-- How to complete this task --
Give the line with "Query: guardrail" again, along with every line below it to the end of the records, word for word.

-- Supplied data --
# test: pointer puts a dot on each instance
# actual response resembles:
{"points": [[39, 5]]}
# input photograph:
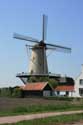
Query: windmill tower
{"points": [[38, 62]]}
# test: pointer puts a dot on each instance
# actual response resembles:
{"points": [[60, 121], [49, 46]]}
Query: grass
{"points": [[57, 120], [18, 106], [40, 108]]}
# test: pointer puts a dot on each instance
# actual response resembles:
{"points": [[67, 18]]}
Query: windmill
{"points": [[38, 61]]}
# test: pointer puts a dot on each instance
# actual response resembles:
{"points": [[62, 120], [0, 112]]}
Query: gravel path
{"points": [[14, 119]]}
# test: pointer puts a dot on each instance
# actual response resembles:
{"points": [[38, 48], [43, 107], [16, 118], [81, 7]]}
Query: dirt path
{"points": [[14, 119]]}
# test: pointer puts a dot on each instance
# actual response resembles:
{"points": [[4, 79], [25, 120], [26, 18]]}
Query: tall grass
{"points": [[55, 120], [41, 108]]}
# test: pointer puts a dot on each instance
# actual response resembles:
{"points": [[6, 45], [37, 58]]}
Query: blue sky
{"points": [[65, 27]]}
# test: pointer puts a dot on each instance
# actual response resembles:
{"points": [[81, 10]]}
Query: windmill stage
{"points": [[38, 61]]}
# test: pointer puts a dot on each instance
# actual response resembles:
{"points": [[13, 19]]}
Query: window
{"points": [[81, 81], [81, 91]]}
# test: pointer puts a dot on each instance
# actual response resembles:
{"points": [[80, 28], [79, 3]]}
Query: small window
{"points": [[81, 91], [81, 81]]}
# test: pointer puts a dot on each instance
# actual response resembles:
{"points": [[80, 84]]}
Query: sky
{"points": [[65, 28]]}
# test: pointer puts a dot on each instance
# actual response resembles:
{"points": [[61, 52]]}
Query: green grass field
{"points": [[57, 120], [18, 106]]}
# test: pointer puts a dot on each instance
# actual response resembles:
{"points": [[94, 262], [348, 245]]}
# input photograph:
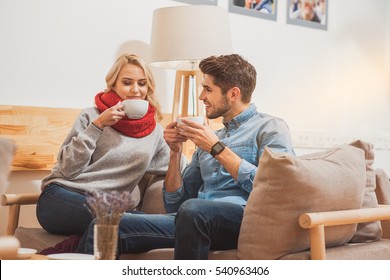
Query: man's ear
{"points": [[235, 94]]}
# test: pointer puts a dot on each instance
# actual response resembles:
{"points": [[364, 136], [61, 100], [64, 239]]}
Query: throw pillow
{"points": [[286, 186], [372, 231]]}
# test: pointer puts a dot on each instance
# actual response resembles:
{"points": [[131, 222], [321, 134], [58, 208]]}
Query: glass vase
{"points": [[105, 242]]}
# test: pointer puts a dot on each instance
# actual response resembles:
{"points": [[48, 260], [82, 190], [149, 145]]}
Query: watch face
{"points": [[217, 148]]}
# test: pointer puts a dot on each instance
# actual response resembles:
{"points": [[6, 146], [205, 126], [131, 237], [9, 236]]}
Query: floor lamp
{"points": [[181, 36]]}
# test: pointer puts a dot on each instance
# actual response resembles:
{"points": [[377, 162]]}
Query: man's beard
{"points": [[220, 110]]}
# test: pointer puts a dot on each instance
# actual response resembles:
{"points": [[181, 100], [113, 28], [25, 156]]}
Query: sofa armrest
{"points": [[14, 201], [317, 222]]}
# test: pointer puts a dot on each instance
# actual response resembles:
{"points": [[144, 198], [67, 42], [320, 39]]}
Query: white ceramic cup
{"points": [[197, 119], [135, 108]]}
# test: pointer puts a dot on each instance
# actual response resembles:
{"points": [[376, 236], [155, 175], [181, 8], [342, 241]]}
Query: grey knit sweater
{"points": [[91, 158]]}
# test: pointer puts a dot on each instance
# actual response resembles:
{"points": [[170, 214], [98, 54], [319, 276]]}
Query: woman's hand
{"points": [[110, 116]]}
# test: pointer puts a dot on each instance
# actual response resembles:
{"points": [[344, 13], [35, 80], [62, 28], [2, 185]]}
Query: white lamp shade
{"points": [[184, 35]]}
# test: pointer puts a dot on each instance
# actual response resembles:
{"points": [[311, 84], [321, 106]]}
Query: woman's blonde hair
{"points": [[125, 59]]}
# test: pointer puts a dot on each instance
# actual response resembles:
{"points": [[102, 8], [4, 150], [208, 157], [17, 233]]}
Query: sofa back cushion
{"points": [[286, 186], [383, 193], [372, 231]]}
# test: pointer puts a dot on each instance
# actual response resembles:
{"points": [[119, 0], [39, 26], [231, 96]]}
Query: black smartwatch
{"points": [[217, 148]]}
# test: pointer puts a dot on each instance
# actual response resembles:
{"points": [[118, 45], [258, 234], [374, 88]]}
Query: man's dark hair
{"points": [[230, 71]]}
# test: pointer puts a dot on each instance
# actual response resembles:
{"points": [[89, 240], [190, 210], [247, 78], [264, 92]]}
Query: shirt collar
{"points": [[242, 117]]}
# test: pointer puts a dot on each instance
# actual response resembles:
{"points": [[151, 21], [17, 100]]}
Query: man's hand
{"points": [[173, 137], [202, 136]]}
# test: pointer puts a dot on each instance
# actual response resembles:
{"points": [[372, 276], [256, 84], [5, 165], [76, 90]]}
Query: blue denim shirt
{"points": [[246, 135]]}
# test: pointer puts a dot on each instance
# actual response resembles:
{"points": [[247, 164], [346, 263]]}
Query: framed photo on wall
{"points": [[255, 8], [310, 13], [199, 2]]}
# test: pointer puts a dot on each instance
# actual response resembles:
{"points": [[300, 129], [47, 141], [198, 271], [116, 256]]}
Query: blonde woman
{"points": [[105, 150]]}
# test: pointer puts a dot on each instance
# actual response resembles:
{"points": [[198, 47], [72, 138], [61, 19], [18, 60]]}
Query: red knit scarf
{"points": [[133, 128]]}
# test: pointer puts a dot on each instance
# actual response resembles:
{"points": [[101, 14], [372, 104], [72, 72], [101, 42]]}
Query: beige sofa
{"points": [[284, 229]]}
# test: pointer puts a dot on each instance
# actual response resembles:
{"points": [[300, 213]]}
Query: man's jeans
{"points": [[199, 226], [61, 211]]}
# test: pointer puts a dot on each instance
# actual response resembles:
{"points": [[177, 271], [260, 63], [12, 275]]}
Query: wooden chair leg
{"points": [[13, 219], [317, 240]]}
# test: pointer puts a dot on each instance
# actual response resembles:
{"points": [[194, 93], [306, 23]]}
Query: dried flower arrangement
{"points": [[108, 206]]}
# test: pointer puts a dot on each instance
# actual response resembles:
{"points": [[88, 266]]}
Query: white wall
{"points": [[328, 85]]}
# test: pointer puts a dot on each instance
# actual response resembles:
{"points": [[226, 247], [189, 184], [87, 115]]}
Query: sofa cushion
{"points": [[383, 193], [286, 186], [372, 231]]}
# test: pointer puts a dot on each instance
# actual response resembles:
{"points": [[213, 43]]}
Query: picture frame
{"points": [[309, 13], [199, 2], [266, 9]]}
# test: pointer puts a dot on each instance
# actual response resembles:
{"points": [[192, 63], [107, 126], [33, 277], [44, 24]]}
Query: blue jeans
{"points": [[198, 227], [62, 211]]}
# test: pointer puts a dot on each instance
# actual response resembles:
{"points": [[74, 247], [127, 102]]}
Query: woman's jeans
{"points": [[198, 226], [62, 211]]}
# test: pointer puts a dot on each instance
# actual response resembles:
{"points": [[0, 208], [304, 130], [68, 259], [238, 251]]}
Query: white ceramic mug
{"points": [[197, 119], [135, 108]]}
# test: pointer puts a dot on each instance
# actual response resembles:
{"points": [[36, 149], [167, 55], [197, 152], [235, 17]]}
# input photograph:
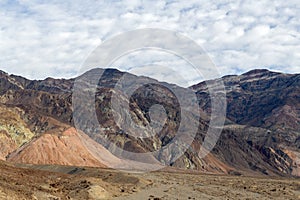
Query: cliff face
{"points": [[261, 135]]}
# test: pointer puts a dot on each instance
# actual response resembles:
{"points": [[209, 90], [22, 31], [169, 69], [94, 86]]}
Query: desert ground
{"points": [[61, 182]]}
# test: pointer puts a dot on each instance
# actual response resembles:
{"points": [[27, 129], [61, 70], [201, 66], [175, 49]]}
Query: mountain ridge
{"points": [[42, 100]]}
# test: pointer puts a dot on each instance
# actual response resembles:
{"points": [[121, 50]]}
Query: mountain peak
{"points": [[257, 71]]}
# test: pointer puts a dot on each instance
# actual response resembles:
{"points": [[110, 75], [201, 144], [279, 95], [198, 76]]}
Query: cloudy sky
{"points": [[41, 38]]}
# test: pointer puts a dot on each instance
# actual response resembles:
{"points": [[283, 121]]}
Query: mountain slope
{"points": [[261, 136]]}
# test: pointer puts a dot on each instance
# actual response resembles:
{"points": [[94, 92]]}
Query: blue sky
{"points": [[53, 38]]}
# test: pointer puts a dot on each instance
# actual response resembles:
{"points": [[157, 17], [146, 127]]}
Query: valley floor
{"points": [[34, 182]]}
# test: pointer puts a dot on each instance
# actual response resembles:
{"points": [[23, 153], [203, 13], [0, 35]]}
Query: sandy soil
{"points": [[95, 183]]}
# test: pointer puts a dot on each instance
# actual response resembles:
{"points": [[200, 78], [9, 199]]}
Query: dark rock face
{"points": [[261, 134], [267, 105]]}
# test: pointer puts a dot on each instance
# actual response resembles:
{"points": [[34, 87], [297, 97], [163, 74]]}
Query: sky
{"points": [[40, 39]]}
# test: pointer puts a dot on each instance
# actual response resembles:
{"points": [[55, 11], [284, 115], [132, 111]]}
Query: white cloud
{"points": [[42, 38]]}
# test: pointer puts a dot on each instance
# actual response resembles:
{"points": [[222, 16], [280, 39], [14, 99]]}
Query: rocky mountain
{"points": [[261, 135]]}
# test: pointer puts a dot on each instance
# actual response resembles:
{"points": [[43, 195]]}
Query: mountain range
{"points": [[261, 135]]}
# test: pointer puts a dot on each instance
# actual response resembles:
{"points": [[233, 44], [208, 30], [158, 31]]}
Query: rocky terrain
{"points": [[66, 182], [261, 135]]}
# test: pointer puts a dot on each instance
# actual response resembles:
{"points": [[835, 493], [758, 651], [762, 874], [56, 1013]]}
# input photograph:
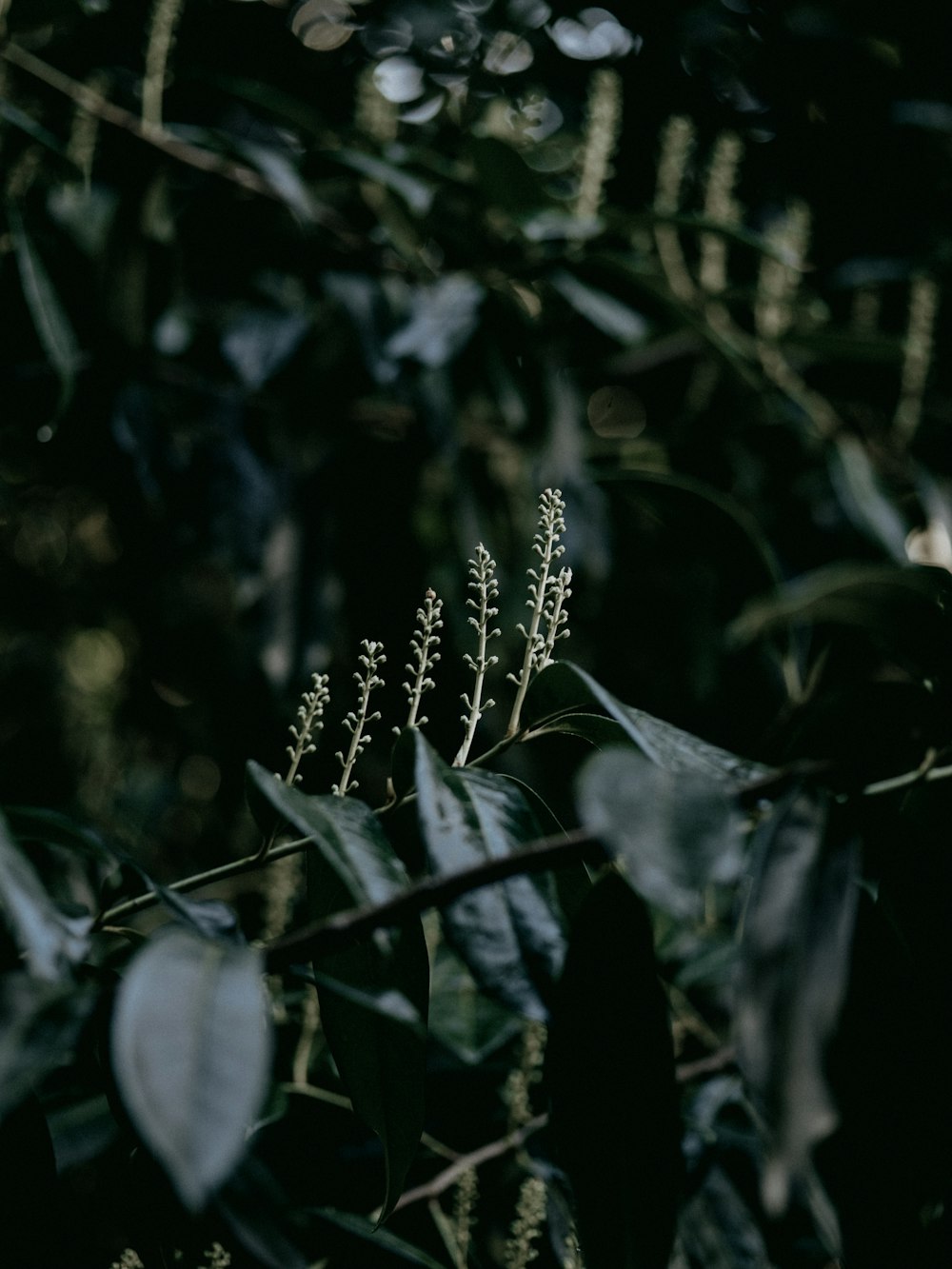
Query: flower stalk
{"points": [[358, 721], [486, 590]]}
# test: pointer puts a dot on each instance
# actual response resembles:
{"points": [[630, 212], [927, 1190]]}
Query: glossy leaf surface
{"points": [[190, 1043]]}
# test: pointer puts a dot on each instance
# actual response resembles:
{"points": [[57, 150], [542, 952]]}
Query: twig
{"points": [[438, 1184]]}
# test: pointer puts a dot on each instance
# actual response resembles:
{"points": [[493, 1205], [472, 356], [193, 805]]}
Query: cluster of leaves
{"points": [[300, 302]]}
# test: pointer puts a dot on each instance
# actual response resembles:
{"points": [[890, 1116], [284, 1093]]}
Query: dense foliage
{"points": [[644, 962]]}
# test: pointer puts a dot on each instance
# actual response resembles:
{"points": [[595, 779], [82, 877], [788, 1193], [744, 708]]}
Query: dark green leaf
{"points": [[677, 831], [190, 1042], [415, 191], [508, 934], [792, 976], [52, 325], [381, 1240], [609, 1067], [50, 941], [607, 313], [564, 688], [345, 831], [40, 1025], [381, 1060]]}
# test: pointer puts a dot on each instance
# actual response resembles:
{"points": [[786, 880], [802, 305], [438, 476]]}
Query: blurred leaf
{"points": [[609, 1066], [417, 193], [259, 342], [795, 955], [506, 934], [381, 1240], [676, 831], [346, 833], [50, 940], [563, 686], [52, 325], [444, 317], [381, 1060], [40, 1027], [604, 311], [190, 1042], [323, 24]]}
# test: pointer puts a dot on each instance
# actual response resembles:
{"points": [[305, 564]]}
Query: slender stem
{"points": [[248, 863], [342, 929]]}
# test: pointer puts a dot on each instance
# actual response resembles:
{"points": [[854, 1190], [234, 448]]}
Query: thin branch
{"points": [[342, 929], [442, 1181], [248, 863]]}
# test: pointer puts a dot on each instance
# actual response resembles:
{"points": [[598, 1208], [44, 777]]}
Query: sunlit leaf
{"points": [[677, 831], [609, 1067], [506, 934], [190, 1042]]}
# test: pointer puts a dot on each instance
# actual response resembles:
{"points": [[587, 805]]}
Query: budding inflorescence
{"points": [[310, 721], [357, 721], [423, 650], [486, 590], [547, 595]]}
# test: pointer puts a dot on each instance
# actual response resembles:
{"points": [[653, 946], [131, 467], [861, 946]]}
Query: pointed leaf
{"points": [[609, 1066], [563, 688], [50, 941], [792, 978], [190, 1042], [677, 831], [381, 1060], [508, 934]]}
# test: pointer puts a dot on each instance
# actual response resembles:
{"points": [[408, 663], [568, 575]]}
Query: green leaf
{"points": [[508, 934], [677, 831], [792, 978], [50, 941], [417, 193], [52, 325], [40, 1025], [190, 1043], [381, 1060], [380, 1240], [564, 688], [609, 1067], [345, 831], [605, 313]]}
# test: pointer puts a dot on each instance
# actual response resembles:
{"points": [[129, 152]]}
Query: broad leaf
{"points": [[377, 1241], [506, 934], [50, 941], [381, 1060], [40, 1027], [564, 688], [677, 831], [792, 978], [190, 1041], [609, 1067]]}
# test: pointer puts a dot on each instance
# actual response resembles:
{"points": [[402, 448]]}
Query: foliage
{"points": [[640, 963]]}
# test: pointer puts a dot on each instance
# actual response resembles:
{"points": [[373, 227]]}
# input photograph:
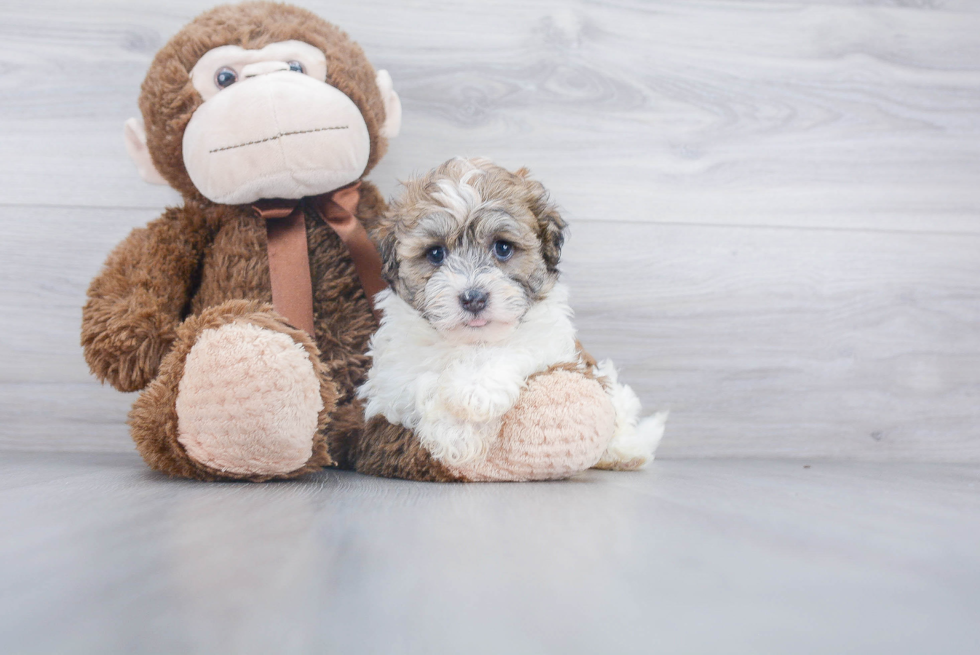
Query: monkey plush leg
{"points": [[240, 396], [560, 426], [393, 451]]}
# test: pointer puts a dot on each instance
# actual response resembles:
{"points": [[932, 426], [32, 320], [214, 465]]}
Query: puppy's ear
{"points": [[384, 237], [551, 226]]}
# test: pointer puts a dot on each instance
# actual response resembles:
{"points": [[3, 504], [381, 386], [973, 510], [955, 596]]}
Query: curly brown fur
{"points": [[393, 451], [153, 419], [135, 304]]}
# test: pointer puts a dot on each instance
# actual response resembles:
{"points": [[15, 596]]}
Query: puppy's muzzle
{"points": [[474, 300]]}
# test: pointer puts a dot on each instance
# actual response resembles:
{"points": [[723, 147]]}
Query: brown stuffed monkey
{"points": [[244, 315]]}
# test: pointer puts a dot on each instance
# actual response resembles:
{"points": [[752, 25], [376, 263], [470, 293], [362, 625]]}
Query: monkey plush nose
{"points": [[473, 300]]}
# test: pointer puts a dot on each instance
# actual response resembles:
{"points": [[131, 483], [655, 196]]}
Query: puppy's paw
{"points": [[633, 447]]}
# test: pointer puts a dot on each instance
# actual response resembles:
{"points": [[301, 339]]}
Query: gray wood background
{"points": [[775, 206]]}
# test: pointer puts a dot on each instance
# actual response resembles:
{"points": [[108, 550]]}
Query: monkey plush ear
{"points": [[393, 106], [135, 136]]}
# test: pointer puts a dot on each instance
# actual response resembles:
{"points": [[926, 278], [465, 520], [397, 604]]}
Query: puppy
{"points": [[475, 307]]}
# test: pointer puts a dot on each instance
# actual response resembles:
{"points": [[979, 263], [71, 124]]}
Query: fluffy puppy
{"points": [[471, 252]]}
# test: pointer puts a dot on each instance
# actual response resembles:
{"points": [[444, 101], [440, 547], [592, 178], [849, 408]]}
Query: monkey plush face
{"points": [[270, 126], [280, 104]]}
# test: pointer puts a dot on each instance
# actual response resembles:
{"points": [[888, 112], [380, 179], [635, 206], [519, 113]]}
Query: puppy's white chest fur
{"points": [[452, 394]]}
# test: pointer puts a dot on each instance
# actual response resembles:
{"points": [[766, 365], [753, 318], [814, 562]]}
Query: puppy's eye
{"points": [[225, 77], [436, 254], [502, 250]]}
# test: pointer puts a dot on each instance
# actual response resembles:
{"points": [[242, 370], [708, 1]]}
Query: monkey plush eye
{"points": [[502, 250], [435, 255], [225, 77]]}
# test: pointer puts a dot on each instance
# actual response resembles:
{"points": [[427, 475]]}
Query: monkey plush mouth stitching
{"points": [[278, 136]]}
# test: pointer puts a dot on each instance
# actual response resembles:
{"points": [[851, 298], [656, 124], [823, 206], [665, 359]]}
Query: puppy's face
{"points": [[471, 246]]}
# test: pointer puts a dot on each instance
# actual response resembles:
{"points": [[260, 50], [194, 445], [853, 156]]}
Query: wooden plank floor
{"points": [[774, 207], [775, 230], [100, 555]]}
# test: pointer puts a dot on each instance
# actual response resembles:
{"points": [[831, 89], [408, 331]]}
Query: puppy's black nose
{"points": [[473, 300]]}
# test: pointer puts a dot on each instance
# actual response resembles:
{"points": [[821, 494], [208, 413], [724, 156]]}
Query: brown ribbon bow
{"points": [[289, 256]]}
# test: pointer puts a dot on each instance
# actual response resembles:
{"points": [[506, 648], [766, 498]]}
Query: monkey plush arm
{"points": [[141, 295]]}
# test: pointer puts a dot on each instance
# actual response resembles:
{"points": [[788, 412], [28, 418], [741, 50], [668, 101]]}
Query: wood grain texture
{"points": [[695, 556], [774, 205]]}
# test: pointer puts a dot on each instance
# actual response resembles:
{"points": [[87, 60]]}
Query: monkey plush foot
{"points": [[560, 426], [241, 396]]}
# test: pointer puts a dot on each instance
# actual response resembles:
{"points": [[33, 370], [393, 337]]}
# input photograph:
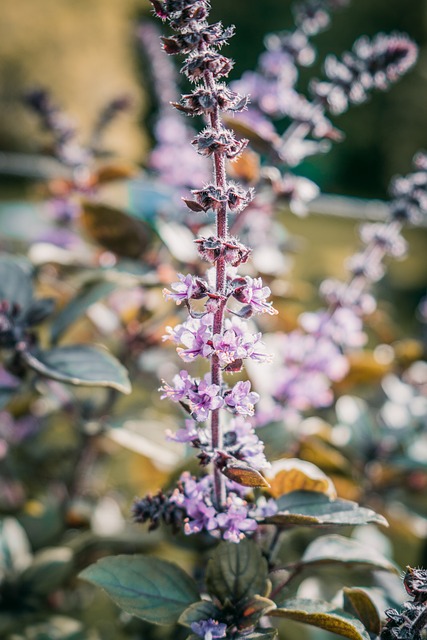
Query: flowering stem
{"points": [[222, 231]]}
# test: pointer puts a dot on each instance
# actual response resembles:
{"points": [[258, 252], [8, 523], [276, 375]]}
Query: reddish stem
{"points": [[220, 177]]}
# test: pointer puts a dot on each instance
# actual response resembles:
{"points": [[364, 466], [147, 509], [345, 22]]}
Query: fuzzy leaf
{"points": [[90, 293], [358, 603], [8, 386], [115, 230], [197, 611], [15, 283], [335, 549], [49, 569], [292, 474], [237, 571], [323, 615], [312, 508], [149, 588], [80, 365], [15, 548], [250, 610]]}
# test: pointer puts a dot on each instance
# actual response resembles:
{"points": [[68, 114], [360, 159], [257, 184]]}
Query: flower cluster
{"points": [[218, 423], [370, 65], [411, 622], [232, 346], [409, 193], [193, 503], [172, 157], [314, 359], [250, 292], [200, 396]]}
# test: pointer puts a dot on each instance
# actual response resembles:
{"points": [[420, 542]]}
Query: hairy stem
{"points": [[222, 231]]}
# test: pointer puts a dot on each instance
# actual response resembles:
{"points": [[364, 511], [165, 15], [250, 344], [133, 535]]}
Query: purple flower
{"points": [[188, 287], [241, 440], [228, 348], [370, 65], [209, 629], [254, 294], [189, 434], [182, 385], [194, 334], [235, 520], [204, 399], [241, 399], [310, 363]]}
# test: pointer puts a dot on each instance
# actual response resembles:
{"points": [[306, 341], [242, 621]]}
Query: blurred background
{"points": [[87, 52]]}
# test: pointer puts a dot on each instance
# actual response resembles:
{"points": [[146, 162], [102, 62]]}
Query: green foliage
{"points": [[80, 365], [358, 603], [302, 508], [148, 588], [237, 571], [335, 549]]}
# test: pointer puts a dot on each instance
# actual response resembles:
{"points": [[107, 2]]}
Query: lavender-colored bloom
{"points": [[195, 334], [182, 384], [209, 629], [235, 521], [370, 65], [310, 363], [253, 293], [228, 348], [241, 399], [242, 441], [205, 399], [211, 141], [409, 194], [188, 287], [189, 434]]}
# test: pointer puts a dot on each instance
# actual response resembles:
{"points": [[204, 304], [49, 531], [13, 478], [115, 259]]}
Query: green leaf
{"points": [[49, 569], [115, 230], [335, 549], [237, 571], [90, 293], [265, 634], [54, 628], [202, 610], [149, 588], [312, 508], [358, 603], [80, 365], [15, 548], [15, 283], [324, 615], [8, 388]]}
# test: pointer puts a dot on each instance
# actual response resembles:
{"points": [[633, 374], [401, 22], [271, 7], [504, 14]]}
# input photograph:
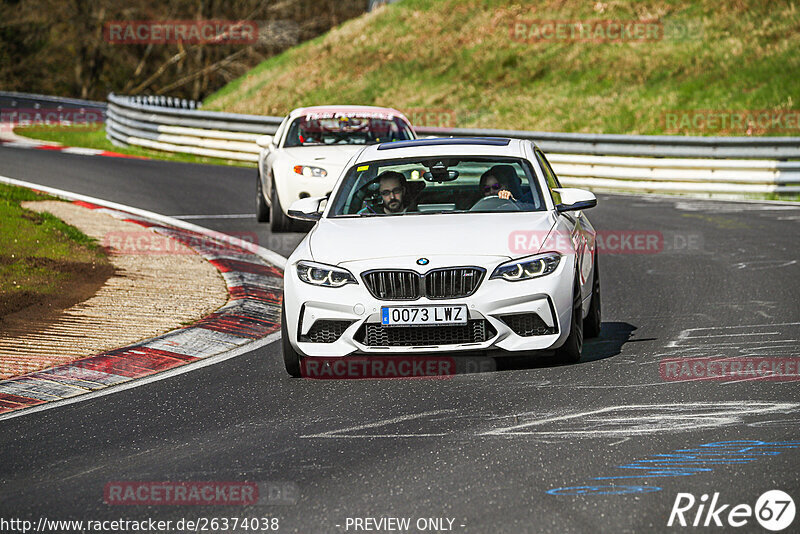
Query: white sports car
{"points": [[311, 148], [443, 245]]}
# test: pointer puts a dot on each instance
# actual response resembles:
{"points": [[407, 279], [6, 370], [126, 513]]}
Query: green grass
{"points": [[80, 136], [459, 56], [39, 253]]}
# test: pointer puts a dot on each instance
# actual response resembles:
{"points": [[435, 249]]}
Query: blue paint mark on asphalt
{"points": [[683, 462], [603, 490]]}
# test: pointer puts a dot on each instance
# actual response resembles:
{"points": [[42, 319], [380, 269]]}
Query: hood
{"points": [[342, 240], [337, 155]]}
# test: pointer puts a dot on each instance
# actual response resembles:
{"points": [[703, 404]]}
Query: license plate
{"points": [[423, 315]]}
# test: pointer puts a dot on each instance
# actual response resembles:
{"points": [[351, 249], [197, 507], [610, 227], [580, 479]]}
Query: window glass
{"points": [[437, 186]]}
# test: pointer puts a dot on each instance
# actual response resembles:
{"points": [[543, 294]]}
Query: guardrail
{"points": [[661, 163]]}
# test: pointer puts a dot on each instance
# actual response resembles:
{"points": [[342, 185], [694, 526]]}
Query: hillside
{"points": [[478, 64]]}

-- Written solution --
Query: guardrail
{"points": [[661, 163]]}
# test: pointer puts a dot on each instance
# actual response resembles:
{"points": [[342, 185], [694, 526]]}
Query: hillside
{"points": [[478, 64]]}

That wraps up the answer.